"Rob Griffith’s third book is a tour de force of metrical mastery but, even more so, a moving exploration of the love, faith, and grief that lie at what Yeats called 'the deep heart’s core.' From a moving two-part sequence on the doubts and triumphs of Saint Columba in the British isles of the early Christian era, to quietly powerful poems that explore the losses and rewards of domestic life, Griffith writes with enviable wit, intelligence, and sensitivity. His love poems are unsurpassed in their aching tenderness, their keen awareness of time’s surrounding presence: 'as the world/goes dark, a stage that fades to black, we glow.' Readers caught in the glow of these stunning poems will discover a pilgrimage made poignant by doubt and faith—where even the cries of birds are 'psalms/that knit your world to mine, the unseen and the seen.' Yet it is the seen world that emerges most vividly here, alive in the 'raptured light' of Griffith’s superb command of craft and unflinching vision."

—Ned Balbo

"In Rob Griffith’s The Devil of the Milk, he gives us the fishing trips and porchlit lawns of suburban America in conversation with that great Irish fisher of souls, Saint Columcille of Iona. Columcille gave up his claims as a clan prince to take orders as a monk, founding dozens of monasteries, and went into exile on the deserted isle of Iona, from which he and his followers did outreach to convert the Picts and others to Christianity. He was also a poet. Griffith’s poems channel Yeats and Robert Lowell, with wonderfully wrought forms gem-set with assonance and consonance: 'The aster,/ thrift, and campion spread across the wrack/in lambent scarves of purple, pink, and white.' This is an Ireland of the past brought powerfully back to life, down to the details of fish and fowl and flora and fauna: 'But God is in the corncrake and rock dove,/the kittiwake and goldeneye, the moorhen/and tystie.' And it is an America in search of its spiritual center and seeking to store its angst away in Tupperware and Ziploc bags in the cold white coffin of the fridge and hoping “To learn that death is not the only answer.” This extended sequence about Griffith’s spiritual quest and doubt is dramatic and sorrowful and uplifting, but it is also several things beyond: Beautiful, full of heart, intimately crafted and yet simple and direct, poetry of the highest order."

Data listing:
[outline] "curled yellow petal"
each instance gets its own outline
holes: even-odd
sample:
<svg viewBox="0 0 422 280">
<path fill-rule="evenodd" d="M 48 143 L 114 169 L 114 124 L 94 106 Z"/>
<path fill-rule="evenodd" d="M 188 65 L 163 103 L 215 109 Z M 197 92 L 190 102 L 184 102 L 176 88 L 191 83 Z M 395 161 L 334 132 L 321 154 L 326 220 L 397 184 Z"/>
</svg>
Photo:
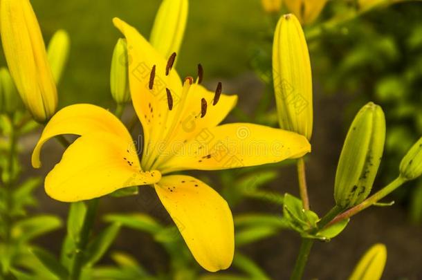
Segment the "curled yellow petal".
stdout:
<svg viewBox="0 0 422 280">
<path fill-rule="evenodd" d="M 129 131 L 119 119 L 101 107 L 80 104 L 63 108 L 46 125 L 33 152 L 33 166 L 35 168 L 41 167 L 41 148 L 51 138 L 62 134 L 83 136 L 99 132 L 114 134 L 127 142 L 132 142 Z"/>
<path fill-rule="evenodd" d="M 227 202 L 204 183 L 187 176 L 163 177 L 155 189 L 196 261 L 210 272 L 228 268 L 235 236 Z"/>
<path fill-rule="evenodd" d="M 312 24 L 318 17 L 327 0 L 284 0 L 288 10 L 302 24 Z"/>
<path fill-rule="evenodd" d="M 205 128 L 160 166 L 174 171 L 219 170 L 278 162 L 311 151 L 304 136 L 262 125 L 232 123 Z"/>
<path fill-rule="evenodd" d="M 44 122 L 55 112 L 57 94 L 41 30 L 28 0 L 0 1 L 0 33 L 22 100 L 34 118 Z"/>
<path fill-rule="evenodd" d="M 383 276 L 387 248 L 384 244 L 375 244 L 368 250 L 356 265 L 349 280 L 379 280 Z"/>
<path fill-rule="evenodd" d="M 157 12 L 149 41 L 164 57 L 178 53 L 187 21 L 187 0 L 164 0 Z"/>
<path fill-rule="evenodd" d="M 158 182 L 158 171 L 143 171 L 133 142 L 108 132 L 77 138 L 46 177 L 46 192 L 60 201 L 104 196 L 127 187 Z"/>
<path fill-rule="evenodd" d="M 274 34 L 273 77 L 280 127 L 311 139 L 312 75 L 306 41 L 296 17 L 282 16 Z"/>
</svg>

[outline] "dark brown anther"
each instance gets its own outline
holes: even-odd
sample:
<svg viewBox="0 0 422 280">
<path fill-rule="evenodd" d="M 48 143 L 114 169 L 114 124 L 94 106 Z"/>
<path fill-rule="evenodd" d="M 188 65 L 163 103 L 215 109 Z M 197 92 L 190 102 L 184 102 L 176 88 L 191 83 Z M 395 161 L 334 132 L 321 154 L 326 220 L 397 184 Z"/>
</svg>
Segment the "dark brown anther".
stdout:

• _Your objective_
Copy out the full endorsements of Rob Griffith's poetry, word for word.

• _Expected output_
"Rob Griffith’s third book is a tour de force of metrical mastery but, even more so, a moving exploration of the love, faith, and grief that lie at what Yeats called 'the deep heart’s core.' From a moving two-part sequence on the doubts and triumphs of Saint Columba in the British isles of the early Christian era, to quietly powerful poems that explore the losses and rewards of domestic life, Griffith writes with enviable wit, intelligence, and sensitivity. His love poems are unsurpassed in their aching tenderness, their keen awareness of time’s surrounding presence: 'as the world/goes dark, a stage that fades to black, we glow.' Readers caught in the glow of these stunning poems will discover a pilgrimage made poignant by doubt and faith—where even the cries of birds are 'psalms/that knit your world to mine, the unseen and the seen.' Yet it is the seen world that emerges most vividly here, alive in the 'raptured light' of Griffith’s superb command of craft and unflinching vision."

—Ned Balbo

"In Rob Griffith’s The Devil of the Milk, he gives us the fishing trips and porchlit lawns of suburban America in conversation with that great Irish fisher of souls, Saint Columcille of Iona. Columcille gave up his claims as a clan prince to take orders as a monk, founding dozens of monasteries, and went into exile on the deserted isle of Iona, from which he and his followers did outreach to convert the Picts and others to Christianity. He was also a poet. Griffith’s poems channel Yeats and Robert Lowell, with wonderfully wrought forms gem-set with assonance and consonance: 'The aster,/ thrift, and campion spread across the wrack/in lambent scarves of purple, pink, and white.' This is an Ireland of the past brought powerfully back to life, down to the details of fish and fowl and flora and fauna: 'But God is in the corncrake and rock dove,/the kittiwake and goldeneye, the moorhen/and tystie.' And it is an America in search of its spiritual center and seeking to store its angst away in Tupperware and Ziploc bags in the cold white coffin of the fridge and hoping “To learn that death is not the only answer.” This extended sequence about Griffith’s spiritual quest and doubt is dramatic and sorrowful and uplifting, but it is also several things beyond: Beautiful, full of heart, intimately crafted and yet simple and direct, poetry of the highest order."